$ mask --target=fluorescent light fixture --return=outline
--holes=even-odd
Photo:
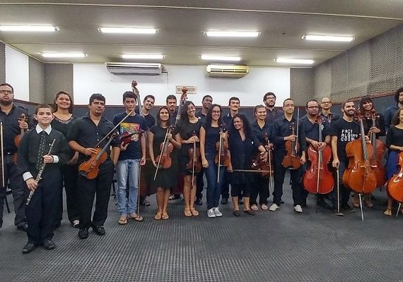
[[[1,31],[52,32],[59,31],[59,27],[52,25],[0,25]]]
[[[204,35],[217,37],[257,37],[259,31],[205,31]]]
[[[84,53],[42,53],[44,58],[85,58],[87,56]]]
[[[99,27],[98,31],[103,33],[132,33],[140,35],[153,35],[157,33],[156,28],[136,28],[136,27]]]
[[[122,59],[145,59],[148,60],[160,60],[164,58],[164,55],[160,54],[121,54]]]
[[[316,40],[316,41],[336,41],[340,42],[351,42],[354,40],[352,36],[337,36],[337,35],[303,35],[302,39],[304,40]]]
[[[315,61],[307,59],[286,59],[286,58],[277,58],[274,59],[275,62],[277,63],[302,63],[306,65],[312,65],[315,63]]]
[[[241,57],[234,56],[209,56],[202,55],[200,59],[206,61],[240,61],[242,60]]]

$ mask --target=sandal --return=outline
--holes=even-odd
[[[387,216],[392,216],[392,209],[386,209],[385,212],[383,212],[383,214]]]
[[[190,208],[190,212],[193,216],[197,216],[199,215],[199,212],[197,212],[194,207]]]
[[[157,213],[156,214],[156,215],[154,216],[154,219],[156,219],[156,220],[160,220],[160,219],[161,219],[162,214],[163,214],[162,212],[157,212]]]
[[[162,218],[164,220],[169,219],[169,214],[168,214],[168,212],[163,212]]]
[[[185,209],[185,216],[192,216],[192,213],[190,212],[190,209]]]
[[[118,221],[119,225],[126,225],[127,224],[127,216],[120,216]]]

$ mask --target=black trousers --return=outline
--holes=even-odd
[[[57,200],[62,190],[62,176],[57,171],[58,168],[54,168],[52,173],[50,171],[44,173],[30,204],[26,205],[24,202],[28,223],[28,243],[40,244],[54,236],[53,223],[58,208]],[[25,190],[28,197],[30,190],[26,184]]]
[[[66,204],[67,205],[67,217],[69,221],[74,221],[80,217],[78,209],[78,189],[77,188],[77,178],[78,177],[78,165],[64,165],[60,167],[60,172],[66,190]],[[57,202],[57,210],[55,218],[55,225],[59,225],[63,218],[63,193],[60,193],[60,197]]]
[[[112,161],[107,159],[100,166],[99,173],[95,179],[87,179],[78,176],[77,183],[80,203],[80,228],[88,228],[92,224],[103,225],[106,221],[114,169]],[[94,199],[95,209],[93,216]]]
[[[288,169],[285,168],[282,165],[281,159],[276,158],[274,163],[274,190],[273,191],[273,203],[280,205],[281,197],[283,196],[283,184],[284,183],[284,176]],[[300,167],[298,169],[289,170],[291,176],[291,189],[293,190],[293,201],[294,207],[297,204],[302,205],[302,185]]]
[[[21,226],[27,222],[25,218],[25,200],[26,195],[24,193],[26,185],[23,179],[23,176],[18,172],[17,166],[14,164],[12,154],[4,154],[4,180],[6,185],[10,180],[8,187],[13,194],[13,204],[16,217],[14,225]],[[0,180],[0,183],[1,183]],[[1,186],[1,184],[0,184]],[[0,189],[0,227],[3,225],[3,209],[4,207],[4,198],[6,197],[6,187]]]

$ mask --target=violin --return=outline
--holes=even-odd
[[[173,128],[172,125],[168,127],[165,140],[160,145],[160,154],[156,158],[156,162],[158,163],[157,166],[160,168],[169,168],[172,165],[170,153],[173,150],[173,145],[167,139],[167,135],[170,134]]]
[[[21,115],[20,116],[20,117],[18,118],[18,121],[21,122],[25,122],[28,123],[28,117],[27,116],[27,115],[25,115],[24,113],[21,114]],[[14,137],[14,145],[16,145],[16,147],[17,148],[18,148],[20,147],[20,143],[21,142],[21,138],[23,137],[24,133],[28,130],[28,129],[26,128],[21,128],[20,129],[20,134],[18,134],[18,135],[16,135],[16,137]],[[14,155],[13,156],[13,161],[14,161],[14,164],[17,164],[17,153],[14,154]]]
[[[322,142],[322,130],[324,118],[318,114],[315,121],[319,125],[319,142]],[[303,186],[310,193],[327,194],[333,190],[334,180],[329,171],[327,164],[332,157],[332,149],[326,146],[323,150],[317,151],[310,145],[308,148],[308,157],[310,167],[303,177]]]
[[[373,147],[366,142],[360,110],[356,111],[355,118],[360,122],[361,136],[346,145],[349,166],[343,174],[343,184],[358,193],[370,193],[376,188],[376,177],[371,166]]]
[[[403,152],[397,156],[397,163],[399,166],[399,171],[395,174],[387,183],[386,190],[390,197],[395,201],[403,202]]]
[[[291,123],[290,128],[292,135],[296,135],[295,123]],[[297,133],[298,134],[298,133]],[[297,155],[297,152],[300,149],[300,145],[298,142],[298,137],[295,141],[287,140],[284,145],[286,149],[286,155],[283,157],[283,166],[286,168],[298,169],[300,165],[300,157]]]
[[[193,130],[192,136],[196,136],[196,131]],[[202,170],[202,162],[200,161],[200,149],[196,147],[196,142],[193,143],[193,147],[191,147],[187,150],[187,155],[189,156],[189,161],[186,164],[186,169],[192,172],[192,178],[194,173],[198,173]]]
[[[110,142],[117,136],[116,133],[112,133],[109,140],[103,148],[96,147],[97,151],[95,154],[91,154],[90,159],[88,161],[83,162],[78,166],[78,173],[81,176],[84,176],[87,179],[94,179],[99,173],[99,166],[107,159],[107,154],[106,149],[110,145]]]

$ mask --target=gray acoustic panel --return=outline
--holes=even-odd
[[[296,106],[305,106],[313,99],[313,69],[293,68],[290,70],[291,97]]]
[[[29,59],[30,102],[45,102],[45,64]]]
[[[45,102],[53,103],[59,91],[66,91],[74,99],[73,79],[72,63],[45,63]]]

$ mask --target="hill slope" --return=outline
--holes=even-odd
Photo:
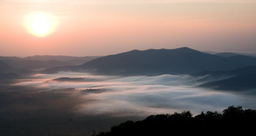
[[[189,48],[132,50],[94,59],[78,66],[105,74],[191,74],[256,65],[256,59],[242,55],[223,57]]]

========================

Which lines of the listing above contain the word "mask"? Pick out every such line.

$ mask --target=fluorescent light fixture --return=outline
$ mask --target=sandal --return=outline
$ mask --target=black trousers --return=outline
$ mask --target=violin --return=outline
$ mask --target=gray acoustic panel --return=outline
$ mask --target="hill slope" --return=outline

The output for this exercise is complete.